What you return must be every line from the beginning of the data through the line holding "positive clicks: (718, 417)", unchanged.

Stored dataset items:
⁂

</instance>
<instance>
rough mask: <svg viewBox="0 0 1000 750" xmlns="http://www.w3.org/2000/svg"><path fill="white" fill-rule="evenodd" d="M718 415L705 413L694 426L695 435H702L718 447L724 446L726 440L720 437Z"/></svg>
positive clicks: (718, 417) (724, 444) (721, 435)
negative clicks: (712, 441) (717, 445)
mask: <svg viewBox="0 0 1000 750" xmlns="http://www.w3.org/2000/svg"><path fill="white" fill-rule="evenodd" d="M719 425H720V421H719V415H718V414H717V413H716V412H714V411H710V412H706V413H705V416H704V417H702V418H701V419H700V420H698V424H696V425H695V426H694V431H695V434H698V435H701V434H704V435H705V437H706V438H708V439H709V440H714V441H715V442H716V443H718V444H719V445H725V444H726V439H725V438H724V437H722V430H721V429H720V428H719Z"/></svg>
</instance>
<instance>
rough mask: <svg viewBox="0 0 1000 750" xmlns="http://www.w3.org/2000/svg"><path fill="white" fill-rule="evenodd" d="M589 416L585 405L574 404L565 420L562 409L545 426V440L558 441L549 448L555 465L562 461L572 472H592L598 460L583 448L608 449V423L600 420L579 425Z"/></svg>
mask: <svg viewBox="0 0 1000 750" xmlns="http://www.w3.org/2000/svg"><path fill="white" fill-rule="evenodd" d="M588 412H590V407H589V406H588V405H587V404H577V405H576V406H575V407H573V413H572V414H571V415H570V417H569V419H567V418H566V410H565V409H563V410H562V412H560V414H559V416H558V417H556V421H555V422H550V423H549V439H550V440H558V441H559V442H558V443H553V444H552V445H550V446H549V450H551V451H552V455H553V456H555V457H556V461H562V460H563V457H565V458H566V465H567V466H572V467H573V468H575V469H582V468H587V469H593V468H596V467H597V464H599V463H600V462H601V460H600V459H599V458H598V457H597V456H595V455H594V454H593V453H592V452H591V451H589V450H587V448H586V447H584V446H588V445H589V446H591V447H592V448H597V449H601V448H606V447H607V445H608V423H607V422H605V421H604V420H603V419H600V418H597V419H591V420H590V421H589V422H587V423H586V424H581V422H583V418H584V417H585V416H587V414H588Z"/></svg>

⁂

## RESULT OF THE TASK:
</instance>
<instance>
rough mask: <svg viewBox="0 0 1000 750" xmlns="http://www.w3.org/2000/svg"><path fill="white" fill-rule="evenodd" d="M718 415L705 413L694 426L695 435H702L718 447L724 446L726 440L720 437Z"/></svg>
positive clicks: (718, 417) (724, 444) (721, 435)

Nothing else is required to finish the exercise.